Saved entries

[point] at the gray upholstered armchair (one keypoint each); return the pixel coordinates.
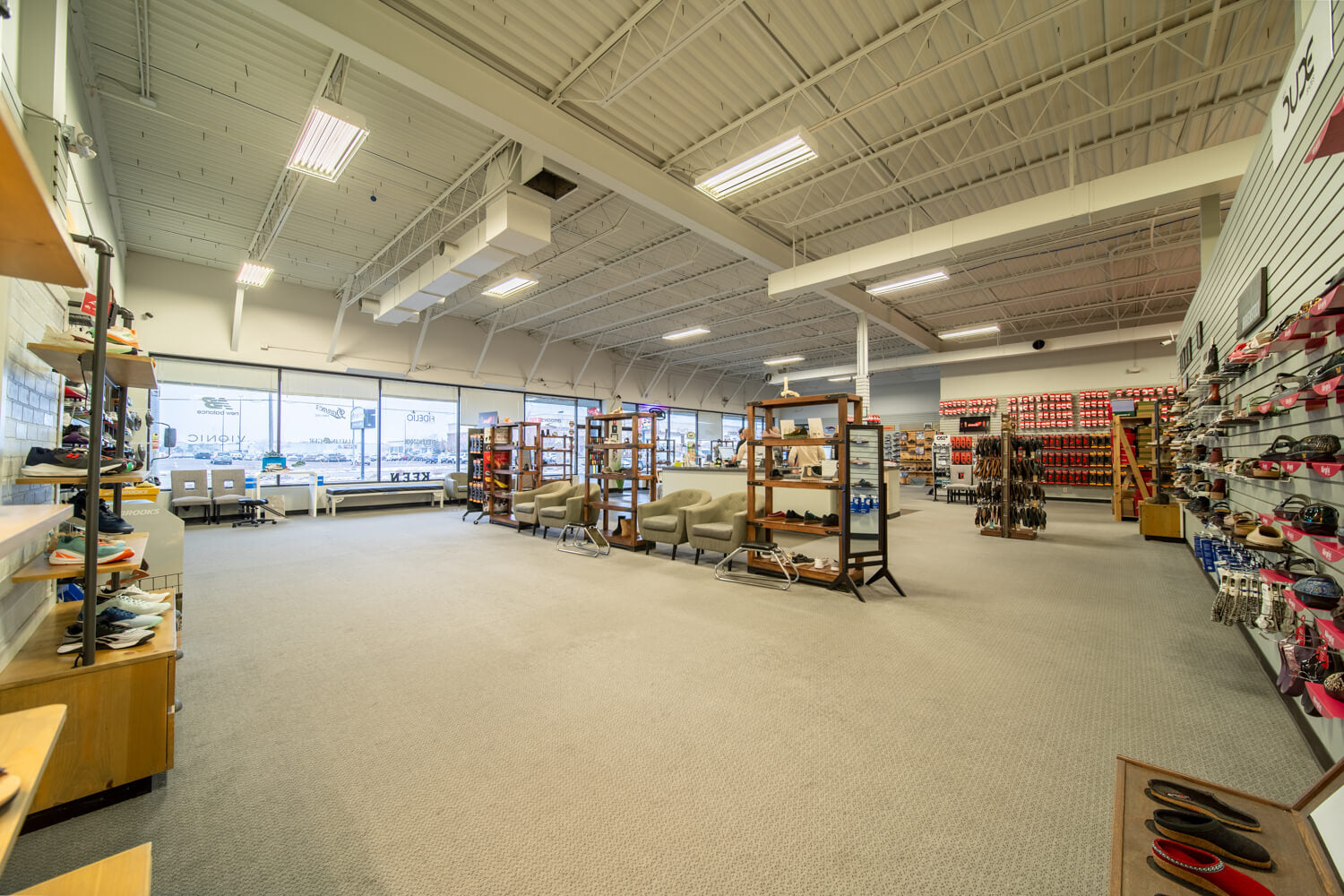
(454, 487)
(526, 504)
(562, 511)
(720, 524)
(664, 520)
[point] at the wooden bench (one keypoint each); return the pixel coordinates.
(338, 493)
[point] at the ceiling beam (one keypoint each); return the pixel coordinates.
(989, 352)
(1204, 172)
(408, 53)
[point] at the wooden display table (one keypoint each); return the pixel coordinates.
(120, 723)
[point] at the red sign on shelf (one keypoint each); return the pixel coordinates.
(1330, 551)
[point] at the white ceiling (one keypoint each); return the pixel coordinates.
(924, 112)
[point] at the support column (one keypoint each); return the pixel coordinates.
(860, 376)
(1210, 226)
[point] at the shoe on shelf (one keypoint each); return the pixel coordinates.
(124, 618)
(108, 638)
(108, 521)
(132, 605)
(70, 551)
(65, 462)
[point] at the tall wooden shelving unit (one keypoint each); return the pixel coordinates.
(612, 440)
(847, 408)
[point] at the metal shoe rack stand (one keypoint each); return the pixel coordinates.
(1008, 429)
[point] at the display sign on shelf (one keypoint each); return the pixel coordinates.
(1303, 78)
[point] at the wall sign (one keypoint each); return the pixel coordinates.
(1253, 304)
(1304, 75)
(975, 425)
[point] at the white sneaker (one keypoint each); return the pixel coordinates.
(134, 605)
(137, 592)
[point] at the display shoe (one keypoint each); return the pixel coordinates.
(124, 618)
(1191, 799)
(134, 605)
(70, 551)
(108, 521)
(1202, 871)
(1211, 836)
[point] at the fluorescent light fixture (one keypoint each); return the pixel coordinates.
(254, 274)
(328, 142)
(975, 331)
(687, 333)
(762, 163)
(511, 287)
(906, 282)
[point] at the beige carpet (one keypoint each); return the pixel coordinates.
(402, 702)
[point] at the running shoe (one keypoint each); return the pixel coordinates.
(132, 605)
(124, 618)
(66, 462)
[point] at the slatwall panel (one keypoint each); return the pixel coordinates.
(952, 426)
(1288, 220)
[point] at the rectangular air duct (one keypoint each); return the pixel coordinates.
(513, 226)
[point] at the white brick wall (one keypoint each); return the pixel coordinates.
(30, 414)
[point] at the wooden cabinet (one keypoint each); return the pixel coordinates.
(118, 724)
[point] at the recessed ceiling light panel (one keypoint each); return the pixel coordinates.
(254, 274)
(762, 163)
(687, 333)
(330, 139)
(975, 331)
(906, 282)
(511, 287)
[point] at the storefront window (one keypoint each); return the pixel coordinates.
(316, 413)
(220, 416)
(419, 433)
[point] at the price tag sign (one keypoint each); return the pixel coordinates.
(1305, 73)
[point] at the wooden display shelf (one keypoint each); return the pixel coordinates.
(80, 479)
(27, 739)
(123, 874)
(22, 522)
(34, 244)
(1301, 868)
(40, 568)
(38, 659)
(782, 443)
(128, 371)
(806, 528)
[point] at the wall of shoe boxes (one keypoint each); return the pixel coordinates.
(1073, 425)
(1285, 220)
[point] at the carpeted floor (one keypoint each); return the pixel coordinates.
(402, 702)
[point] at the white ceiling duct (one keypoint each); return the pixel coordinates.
(513, 226)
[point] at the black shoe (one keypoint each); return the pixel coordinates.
(108, 521)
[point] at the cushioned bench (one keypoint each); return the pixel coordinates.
(338, 493)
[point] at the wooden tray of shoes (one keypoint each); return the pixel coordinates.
(1303, 866)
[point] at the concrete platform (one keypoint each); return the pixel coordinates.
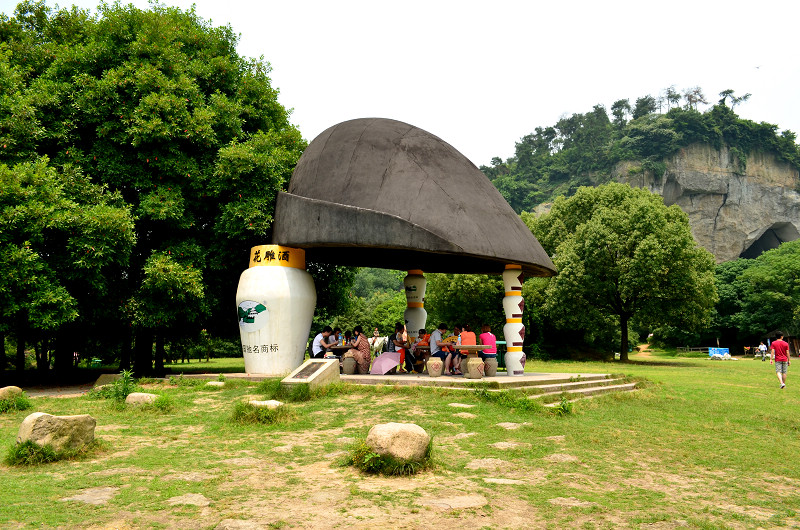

▶ _WORK REQUIRED_
Your task is to retype the lines running from the one that contains "[point] at the cushioned" through the end of the records, and nothing else. Pictures are not part of the copy.

▶ _EXPECTED ANSWER_
[point] at the cushioned bench (one keypoint each); return the pixel coordinates.
(338, 493)
[point] at the wooden tray of shoes (one keypoint each); return the pixel coordinates.
(1303, 866)
[point] at the concrete platform (one keypoint each); return the pixel coordinates.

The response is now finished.